## Record excerpts
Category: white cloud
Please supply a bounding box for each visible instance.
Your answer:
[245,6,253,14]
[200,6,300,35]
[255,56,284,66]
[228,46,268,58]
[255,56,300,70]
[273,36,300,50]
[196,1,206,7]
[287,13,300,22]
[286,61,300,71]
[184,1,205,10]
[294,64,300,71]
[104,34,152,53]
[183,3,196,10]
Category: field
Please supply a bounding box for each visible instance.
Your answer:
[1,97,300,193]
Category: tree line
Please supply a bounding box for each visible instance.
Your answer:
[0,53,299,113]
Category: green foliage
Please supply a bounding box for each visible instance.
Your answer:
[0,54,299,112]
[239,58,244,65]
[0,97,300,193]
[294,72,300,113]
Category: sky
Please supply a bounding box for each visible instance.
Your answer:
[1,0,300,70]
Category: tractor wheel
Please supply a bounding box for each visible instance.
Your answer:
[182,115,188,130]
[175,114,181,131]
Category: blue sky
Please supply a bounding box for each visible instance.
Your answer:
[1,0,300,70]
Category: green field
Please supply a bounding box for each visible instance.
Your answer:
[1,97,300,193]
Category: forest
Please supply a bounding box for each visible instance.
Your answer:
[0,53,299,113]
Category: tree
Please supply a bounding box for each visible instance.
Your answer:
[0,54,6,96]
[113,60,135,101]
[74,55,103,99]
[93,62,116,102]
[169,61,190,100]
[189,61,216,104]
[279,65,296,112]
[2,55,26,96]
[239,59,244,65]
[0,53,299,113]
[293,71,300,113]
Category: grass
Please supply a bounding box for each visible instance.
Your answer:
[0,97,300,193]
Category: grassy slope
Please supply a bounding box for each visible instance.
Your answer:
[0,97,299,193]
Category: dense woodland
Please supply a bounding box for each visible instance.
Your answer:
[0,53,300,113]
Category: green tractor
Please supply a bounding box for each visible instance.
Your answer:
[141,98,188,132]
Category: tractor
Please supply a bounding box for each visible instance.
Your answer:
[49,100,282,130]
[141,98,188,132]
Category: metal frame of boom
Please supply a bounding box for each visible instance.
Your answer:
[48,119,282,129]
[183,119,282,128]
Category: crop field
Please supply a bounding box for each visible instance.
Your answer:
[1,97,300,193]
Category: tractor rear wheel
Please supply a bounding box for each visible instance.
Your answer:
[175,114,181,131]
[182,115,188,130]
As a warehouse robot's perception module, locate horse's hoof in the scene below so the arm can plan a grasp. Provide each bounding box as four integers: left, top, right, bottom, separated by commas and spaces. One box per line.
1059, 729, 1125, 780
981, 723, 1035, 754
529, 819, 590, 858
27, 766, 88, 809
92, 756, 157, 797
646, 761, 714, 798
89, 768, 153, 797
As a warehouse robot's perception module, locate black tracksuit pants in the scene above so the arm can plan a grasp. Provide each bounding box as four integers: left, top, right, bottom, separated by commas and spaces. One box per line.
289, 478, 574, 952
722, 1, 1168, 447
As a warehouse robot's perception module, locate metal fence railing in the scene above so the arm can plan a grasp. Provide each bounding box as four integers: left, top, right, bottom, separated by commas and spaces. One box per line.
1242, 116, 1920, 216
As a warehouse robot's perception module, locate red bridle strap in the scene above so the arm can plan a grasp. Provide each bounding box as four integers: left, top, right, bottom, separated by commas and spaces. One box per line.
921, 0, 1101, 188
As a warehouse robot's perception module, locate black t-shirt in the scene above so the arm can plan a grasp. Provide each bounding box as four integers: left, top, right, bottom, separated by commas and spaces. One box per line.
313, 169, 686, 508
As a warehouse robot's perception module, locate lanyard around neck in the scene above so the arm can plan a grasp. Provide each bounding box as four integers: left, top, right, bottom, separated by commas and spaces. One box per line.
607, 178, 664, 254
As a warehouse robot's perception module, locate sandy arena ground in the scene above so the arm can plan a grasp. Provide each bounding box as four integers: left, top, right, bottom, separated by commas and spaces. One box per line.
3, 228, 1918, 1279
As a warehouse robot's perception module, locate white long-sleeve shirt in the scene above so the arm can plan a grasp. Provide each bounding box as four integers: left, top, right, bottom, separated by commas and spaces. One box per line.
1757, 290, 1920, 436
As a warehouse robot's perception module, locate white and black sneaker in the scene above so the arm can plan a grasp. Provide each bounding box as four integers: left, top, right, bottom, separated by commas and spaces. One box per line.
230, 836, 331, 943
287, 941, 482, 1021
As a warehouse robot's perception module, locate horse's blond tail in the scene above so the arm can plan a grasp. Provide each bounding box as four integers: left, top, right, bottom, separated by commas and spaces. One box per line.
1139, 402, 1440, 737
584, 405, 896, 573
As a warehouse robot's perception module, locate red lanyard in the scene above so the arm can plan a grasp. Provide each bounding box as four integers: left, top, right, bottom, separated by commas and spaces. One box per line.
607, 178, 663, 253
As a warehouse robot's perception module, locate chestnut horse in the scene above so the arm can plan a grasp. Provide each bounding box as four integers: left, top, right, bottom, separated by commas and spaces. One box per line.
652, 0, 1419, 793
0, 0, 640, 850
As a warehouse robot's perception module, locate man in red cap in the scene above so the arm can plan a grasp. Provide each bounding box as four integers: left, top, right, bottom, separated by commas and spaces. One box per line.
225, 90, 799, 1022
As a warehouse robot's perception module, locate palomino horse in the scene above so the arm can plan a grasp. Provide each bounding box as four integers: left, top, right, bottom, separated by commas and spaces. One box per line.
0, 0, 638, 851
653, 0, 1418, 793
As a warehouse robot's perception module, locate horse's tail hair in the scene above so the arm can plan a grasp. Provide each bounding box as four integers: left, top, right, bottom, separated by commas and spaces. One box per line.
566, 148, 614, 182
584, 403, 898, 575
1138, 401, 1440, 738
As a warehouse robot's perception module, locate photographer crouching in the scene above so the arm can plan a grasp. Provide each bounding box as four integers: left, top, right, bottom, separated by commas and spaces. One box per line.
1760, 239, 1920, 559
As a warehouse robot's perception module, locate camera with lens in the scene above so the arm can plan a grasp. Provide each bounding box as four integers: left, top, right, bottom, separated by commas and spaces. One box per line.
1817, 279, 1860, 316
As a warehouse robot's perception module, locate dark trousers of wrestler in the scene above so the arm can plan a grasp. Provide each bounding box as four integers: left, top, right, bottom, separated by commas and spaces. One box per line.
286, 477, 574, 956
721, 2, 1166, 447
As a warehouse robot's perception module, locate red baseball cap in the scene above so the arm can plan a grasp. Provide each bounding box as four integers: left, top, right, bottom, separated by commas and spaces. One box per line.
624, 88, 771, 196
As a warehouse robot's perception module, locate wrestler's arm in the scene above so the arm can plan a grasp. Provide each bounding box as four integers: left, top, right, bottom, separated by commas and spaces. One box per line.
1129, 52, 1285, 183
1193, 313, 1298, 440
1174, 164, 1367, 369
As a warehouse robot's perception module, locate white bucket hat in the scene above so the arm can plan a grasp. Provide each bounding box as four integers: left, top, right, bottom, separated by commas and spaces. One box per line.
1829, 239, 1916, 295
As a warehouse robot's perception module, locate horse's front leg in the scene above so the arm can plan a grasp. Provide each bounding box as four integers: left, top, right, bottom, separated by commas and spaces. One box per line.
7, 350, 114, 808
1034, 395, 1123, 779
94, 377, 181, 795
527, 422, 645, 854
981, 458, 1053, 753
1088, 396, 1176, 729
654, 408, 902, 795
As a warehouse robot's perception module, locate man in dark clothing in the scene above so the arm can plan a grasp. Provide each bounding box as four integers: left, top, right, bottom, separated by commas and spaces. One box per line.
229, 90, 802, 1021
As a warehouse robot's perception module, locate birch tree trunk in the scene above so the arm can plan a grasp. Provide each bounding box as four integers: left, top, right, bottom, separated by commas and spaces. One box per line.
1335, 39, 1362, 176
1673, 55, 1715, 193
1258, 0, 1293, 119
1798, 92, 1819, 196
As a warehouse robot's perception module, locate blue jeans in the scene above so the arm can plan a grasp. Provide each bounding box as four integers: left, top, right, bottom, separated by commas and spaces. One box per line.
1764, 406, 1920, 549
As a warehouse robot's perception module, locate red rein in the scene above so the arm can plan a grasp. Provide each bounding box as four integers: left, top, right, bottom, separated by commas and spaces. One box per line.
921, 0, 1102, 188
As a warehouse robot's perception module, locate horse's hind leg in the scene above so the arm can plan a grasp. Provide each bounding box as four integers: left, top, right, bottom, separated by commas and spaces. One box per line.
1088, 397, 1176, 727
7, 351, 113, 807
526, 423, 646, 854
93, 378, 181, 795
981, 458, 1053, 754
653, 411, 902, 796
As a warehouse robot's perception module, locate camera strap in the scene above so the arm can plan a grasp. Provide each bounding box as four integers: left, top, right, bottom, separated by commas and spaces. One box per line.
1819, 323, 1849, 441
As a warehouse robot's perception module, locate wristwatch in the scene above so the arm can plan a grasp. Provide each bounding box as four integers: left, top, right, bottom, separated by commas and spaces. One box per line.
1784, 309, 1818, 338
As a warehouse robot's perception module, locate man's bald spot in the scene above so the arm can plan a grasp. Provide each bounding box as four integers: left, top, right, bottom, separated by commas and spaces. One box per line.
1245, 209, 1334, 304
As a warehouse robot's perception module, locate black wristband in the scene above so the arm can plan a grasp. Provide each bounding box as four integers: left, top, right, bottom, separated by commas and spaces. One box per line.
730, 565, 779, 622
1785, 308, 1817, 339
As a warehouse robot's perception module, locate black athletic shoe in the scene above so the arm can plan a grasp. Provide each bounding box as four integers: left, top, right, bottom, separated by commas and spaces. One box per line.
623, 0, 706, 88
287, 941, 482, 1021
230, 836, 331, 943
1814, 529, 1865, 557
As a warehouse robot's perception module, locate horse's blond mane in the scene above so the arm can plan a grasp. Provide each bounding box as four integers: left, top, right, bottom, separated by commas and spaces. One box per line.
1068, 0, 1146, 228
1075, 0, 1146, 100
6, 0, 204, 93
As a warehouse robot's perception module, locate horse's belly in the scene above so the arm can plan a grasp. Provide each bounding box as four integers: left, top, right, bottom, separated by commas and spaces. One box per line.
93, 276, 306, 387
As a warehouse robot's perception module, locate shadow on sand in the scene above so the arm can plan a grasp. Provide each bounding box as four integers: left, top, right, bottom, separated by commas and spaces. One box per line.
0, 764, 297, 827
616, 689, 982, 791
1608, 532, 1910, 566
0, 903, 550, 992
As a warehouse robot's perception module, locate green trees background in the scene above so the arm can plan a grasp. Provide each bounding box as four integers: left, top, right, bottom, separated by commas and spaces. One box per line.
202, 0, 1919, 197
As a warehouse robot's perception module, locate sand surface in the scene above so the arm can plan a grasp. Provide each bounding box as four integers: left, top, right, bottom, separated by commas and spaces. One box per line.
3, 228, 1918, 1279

## Task details
Tally the lines of the entries that carry the word "wheel" and say only that number.

## Exercise output
2